• _To do_
Copy out, word for word, the portion of the material below that begins with the line containing "Which spot sits on each instance of the grey" and continues to the end of the material, including both the first and last lines.

• _Exercise inputs_
-- -- --
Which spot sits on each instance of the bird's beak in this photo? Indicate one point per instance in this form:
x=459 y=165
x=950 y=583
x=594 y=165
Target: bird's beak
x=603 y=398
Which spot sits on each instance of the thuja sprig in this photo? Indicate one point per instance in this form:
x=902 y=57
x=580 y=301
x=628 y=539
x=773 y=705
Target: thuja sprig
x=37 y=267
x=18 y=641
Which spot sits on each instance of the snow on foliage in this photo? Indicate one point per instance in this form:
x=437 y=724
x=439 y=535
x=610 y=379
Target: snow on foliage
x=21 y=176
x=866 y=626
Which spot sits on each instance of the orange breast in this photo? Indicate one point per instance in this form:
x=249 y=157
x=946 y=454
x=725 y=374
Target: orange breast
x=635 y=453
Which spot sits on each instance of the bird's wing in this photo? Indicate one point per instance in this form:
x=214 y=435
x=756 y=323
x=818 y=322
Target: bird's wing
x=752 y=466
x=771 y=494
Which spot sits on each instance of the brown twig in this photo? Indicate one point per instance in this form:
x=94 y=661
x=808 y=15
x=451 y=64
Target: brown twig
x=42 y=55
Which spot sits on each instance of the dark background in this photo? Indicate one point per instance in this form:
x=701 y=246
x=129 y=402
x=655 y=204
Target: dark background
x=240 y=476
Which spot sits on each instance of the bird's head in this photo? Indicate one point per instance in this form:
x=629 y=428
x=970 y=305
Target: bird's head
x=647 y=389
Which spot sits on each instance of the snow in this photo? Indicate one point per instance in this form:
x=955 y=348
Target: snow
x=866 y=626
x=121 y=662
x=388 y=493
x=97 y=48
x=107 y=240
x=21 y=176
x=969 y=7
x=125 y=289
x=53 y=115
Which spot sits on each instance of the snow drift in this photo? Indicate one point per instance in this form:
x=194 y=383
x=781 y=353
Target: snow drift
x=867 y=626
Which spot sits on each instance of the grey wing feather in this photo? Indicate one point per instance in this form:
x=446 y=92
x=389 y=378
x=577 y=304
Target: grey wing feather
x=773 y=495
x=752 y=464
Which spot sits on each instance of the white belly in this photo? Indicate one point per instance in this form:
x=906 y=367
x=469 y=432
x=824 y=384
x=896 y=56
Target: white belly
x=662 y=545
-- -- --
• _Full response_
Which spot sits on each instance of the grey wing feather in this photo? Indicate one point per instance in this form:
x=446 y=92
x=389 y=378
x=577 y=304
Target: grey wing feather
x=773 y=495
x=752 y=464
Which spot sits on each instance of the white belly in this photo? Indicate one point per instance in this form:
x=906 y=367
x=469 y=432
x=824 y=384
x=896 y=56
Target: white belly
x=662 y=545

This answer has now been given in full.